### WORK INSTRUCTIONS
Which lines of the entries hold the string "before"? Copy each one.

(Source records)
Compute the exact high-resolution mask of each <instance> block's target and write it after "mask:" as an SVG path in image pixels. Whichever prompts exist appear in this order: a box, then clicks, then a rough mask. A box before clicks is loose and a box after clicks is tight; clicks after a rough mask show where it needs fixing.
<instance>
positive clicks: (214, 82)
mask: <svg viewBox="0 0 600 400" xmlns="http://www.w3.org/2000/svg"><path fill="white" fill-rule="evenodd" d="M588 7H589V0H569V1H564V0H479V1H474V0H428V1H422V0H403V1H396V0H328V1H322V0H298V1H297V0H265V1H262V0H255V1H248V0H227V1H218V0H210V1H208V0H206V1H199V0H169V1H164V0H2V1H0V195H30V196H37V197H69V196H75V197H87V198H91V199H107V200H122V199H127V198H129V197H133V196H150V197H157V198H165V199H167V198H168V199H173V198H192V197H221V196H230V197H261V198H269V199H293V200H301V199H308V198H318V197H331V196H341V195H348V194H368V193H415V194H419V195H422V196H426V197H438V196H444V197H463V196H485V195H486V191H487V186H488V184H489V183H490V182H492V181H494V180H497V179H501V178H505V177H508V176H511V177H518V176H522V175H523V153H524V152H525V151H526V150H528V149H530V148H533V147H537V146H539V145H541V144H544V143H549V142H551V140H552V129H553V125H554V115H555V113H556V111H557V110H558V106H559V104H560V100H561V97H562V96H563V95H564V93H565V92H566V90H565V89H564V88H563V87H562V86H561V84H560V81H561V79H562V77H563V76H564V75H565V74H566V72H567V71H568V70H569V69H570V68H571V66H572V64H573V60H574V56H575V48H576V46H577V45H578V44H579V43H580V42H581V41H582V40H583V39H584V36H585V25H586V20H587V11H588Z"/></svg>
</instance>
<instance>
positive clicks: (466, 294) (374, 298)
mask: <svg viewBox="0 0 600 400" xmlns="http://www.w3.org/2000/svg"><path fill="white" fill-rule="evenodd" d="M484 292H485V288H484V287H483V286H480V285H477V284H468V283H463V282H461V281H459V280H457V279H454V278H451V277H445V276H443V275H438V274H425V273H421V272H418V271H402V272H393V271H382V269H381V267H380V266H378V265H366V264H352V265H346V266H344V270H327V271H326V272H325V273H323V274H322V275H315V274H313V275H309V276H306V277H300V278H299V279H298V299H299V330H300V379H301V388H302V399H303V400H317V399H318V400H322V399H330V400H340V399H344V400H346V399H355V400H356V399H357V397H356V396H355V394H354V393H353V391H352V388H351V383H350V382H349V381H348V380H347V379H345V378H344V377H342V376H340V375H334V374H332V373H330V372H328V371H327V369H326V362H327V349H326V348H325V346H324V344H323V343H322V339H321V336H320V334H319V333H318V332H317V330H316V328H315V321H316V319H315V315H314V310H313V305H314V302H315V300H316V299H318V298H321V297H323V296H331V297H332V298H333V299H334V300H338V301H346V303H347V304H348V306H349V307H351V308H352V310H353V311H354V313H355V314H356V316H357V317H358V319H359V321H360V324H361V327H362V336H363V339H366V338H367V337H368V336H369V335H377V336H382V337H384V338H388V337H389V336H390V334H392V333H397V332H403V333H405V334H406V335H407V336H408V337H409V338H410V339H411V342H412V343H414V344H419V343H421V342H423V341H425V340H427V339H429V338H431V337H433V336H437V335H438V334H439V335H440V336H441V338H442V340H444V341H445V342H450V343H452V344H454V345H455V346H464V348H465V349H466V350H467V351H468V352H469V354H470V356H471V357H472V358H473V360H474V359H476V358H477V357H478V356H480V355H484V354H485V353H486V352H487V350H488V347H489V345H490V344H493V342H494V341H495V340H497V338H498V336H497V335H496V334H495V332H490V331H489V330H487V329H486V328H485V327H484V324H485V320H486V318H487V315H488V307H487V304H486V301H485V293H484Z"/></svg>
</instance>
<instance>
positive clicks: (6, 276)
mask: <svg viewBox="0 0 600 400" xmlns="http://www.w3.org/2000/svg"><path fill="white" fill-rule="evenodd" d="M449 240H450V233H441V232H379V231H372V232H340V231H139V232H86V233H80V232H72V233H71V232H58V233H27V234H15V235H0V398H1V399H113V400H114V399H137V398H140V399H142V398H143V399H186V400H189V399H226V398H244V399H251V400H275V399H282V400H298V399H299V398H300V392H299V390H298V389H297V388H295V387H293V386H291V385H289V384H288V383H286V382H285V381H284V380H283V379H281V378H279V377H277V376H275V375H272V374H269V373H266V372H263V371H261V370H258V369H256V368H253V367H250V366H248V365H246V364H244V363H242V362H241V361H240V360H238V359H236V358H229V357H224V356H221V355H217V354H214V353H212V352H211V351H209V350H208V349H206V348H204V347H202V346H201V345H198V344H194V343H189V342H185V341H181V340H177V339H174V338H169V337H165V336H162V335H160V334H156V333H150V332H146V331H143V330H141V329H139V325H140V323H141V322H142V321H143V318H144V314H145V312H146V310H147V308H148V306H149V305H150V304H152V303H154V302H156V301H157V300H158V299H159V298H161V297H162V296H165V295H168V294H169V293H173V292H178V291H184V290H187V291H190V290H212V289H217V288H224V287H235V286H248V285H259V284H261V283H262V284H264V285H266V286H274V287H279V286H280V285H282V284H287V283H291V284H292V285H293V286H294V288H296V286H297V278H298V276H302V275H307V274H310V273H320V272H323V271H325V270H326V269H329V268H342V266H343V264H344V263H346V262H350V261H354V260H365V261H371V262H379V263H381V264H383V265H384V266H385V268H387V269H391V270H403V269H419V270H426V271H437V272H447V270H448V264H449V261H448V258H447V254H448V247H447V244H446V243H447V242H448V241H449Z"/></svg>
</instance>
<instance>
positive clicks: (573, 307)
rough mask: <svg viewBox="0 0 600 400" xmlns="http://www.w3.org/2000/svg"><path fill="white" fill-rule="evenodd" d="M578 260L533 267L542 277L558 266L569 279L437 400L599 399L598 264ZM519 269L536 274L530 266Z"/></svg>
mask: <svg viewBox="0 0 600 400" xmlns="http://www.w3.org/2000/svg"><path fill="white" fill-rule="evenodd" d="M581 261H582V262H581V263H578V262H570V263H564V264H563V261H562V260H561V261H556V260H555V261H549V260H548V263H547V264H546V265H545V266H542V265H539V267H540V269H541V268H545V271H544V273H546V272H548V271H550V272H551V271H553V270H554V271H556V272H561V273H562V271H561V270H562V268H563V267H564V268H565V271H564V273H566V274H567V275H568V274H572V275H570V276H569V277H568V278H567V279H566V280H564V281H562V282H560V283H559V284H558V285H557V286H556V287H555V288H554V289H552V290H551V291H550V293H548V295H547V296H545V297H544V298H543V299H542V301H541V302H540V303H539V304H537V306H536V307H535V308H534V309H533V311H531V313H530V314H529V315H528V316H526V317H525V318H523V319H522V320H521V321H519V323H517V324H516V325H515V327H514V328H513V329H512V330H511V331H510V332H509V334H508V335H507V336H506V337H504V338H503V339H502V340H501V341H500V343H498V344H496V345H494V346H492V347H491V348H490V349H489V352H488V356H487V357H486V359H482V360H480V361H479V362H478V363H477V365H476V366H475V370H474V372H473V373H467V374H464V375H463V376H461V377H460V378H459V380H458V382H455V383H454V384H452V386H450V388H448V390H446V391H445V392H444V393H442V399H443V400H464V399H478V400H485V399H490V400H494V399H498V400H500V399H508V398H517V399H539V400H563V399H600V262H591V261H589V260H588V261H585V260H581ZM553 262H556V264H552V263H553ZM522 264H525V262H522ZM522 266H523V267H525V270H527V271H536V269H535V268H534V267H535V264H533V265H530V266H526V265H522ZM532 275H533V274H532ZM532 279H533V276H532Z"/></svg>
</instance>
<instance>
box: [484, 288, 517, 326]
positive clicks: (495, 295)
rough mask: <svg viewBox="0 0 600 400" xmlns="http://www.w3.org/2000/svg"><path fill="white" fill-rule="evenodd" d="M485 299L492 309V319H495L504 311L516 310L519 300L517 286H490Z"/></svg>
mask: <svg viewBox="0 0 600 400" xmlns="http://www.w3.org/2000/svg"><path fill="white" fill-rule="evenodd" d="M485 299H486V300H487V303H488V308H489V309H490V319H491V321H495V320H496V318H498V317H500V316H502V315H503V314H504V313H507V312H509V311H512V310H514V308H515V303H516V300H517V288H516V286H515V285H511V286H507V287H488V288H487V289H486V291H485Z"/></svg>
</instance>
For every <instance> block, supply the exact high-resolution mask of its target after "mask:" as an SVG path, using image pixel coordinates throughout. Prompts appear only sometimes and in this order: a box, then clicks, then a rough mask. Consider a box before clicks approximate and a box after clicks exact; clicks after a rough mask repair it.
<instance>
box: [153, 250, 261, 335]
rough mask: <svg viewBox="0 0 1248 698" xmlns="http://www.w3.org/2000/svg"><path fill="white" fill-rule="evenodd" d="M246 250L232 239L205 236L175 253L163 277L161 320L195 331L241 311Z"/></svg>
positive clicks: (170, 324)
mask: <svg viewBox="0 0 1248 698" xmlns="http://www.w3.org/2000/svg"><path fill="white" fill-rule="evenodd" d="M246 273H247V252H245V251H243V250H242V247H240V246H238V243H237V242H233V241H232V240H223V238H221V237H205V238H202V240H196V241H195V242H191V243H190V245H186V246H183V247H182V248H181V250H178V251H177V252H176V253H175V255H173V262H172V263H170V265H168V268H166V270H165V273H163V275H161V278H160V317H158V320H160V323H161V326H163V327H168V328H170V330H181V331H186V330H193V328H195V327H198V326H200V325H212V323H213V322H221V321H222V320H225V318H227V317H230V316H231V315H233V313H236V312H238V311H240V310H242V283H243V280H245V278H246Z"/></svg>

### ANSWER FOR THE TASK
Compute the exact high-resolution mask of each <instance> block's target and write it after "mask:" as an SVG path in image pixels. Whichever prompts exist appear in this order: a box, then clicks, then a rough mask. A box before clicks is loose and a box after clicks is tight; clicks after a rough mask show where it needs fixing.
For every <instance> block, supply the exact high-resolution mask of its target after "mask:" as an SVG path, using image pixel coordinates throughout. Prompts appear only sometimes and in this order: a box, then clicks, then a rough mask. Consider a box before clicks approximate and a box after clicks exact; clicks after a rough mask repair it.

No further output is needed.